Alla quiete del confine versarà il mio indefesso studio, e col tenir ben coltivata la corrispondenza con li vicini comandanti, e col divertire a tutto potere quegl’inconvenienti che potessero alterarla.
Nelli castelli di Rozzo e Colmo, e degl’altri di questa giurisditione, mi risservo esporre a Vostre Eccellenze la positura subito che n’habbi prestata qualch’osservatione.
Questi prediletti sudditi poi saranno da me diretti, e riguardati con amore partiale e distinto.

Dati archiviati —
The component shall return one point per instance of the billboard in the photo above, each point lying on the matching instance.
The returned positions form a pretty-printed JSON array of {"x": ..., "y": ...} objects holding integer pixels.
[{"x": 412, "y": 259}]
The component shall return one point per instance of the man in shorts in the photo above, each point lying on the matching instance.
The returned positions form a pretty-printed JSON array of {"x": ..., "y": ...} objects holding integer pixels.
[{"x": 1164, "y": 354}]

---

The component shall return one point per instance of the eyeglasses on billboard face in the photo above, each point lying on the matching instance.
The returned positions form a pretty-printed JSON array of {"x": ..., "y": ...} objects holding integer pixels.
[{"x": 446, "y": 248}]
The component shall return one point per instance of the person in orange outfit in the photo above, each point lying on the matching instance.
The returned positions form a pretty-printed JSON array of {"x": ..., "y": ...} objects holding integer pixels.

Consegna — Riporta parola per parola il tratto dell’estratto da "Nelli castelli di" fino a "n’habbi prestata qualch’osservatione.".

Soluzione del problema —
Nelli castelli di Rozzo e Colmo, e degl’altri di questa giurisditione, mi risservo esporre a Vostre Eccellenze la positura subito che n’habbi prestata qualch’osservatione.